▸ Records for this task
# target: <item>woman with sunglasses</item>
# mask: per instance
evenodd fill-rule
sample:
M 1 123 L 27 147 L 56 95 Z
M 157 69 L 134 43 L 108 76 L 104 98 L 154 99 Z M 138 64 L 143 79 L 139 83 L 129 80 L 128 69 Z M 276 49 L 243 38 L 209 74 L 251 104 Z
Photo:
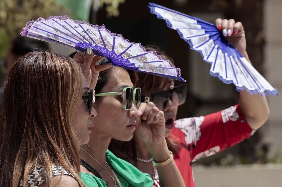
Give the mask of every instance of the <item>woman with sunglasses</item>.
M 0 115 L 0 186 L 85 186 L 79 151 L 96 115 L 88 106 L 99 71 L 110 66 L 90 70 L 96 61 L 87 51 L 82 68 L 70 58 L 37 51 L 11 68 Z
M 103 59 L 99 64 L 106 60 Z M 135 72 L 116 66 L 99 73 L 93 104 L 98 113 L 81 163 L 81 177 L 88 186 L 153 185 L 149 175 L 107 150 L 112 139 L 128 141 L 134 132 L 157 166 L 161 184 L 185 186 L 165 142 L 163 112 L 152 102 L 141 103 L 141 90 L 133 88 L 137 80 Z
M 244 29 L 233 19 L 215 21 L 218 29 L 226 38 L 247 59 Z M 173 61 L 155 47 L 165 59 Z M 252 135 L 268 118 L 269 109 L 265 96 L 240 92 L 238 104 L 216 113 L 200 117 L 175 121 L 178 106 L 186 97 L 185 85 L 175 87 L 171 80 L 143 73 L 138 74 L 137 86 L 142 90 L 144 102 L 152 101 L 164 113 L 165 135 L 170 150 L 186 186 L 194 186 L 192 162 L 218 153 L 238 144 Z M 188 116 L 187 116 L 188 117 Z M 138 136 L 132 141 L 122 142 L 113 140 L 110 149 L 118 157 L 127 160 L 140 170 L 158 180 L 151 162 L 151 156 Z

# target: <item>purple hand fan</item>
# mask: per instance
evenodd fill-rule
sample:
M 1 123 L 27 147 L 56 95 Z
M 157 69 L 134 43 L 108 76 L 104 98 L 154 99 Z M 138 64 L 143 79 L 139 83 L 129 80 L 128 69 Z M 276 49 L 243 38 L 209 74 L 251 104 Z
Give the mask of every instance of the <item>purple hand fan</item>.
M 30 21 L 21 33 L 23 36 L 74 48 L 106 57 L 113 65 L 182 81 L 180 69 L 155 51 L 146 52 L 140 43 L 131 43 L 122 35 L 112 33 L 104 25 L 73 20 L 66 16 L 39 18 Z
M 278 95 L 277 91 L 229 43 L 215 25 L 154 3 L 151 13 L 165 20 L 177 31 L 191 48 L 199 52 L 211 64 L 210 74 L 226 83 L 233 83 L 237 90 L 250 94 Z

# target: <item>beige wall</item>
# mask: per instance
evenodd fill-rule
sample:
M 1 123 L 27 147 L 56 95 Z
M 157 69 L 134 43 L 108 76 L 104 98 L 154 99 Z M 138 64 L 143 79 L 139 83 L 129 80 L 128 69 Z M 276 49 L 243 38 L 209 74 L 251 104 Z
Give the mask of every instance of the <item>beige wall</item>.
M 193 171 L 196 187 L 282 187 L 282 165 L 197 166 Z
M 266 77 L 280 95 L 268 97 L 270 155 L 282 154 L 282 0 L 266 0 L 264 10 Z

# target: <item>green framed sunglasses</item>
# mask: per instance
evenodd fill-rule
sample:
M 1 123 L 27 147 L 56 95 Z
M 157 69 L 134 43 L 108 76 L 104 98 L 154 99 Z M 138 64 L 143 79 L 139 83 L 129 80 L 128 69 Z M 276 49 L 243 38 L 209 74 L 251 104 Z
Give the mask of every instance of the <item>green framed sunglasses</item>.
M 139 108 L 141 103 L 141 88 L 140 88 L 133 89 L 132 88 L 127 87 L 124 88 L 121 92 L 97 94 L 95 94 L 95 97 L 118 95 L 122 97 L 123 105 L 124 110 L 131 110 L 133 104 L 137 109 Z

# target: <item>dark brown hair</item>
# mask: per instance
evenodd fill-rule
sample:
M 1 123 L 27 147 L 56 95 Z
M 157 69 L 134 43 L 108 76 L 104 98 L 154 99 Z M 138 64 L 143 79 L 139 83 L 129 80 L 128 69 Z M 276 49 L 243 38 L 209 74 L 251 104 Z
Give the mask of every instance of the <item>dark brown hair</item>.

▸ What is asked
Quote all of the items above verbatim, leaving the pictures out of your copy.

▸ Result of this exercise
# target: <item>woman with sunglasses</item>
# mask: per instance
evenodd fill-rule
sample:
M 1 123 L 27 147 L 56 95 Z
M 157 69 L 134 43 L 108 76 L 104 98 L 154 99 Z M 138 64 L 143 79 L 139 83 L 129 80 L 128 69 Z M 276 49 L 243 38 L 209 74 L 251 104 Z
Photo:
Give the mask of every instance of the <item>woman with sunglasses</item>.
M 0 115 L 0 186 L 85 186 L 79 151 L 96 115 L 88 106 L 99 71 L 110 66 L 90 70 L 96 61 L 87 51 L 82 68 L 70 58 L 37 51 L 11 68 Z
M 103 59 L 99 64 L 106 60 Z M 135 72 L 116 66 L 99 73 L 93 104 L 98 113 L 81 163 L 81 177 L 88 186 L 153 185 L 149 175 L 107 150 L 112 139 L 128 141 L 134 132 L 157 166 L 161 184 L 185 186 L 165 142 L 163 112 L 152 102 L 141 103 L 141 90 L 133 88 L 137 80 Z
M 244 29 L 233 19 L 215 21 L 218 29 L 226 38 L 247 59 Z M 173 61 L 155 47 L 165 59 Z M 252 135 L 268 118 L 269 109 L 265 96 L 240 92 L 238 104 L 216 113 L 200 117 L 175 121 L 178 106 L 186 97 L 185 85 L 175 87 L 171 80 L 143 73 L 138 74 L 137 86 L 142 90 L 144 102 L 152 101 L 164 113 L 165 135 L 170 150 L 186 186 L 194 186 L 192 162 L 218 153 L 238 144 Z M 188 116 L 187 116 L 188 117 Z M 138 136 L 132 141 L 122 142 L 113 140 L 110 149 L 118 157 L 127 160 L 140 170 L 158 180 L 151 162 L 151 156 Z

# target: <item>purple hand fan</item>
# mask: per instance
evenodd fill-rule
sample:
M 1 123 L 27 147 L 56 95 Z
M 157 69 L 134 43 L 108 76 L 104 98 L 154 99 Z M 138 64 L 143 79 L 139 83 L 129 80 L 128 69 Z M 276 49 L 243 38 L 209 74 L 251 104 Z
Give the mask of every instance of the <item>purple hand fan</item>.
M 30 21 L 21 33 L 23 36 L 74 48 L 106 57 L 113 65 L 182 81 L 180 69 L 155 51 L 146 52 L 140 43 L 131 43 L 122 35 L 112 33 L 104 25 L 73 20 L 66 16 L 39 18 Z
M 278 95 L 277 91 L 229 43 L 215 25 L 154 3 L 151 13 L 165 20 L 177 31 L 191 48 L 199 52 L 211 64 L 210 74 L 226 83 L 233 83 L 237 90 L 250 94 Z

# target: <item>beige wall</item>
# mask: per instance
evenodd fill-rule
sample:
M 1 123 L 27 147 L 56 95 Z
M 157 69 L 134 43 L 108 76 L 104 98 L 154 99 Z M 138 64 L 143 79 L 139 83 L 129 80 L 128 69 Z M 276 49 L 243 38 L 209 74 L 251 104 Z
Give the mask of every instance of the <item>beige wall</item>.
M 193 171 L 196 187 L 282 187 L 282 165 L 197 166 Z
M 266 77 L 280 95 L 268 97 L 270 155 L 282 154 L 282 0 L 266 0 L 264 10 Z

# target: <item>green framed sunglasses</item>
# mask: per instance
evenodd fill-rule
sample:
M 1 123 L 27 147 L 56 95 Z
M 157 69 L 134 43 L 108 76 L 104 98 L 154 99 Z M 138 64 L 143 79 L 139 83 L 129 80 L 128 69 Z M 276 49 L 243 38 L 209 74 L 251 104 Z
Give the mask of every instance of the <item>green framed sunglasses</item>.
M 139 108 L 141 103 L 141 88 L 140 88 L 133 89 L 132 88 L 127 87 L 124 88 L 121 92 L 97 94 L 95 94 L 95 97 L 118 95 L 122 97 L 123 105 L 124 110 L 131 110 L 133 104 L 137 109 Z

# target: <item>dark brown hair</item>
# mask: per instance
evenodd fill-rule
sample:
M 1 123 L 27 147 L 56 95 Z
M 157 69 L 134 43 L 108 76 L 104 98 L 154 99 Z M 138 64 L 143 79 L 139 83 L 129 80 L 128 69 Z M 276 49 L 243 38 L 209 74 L 251 104 Z
Give the mask of every instance of the <item>dark brown hair</item>.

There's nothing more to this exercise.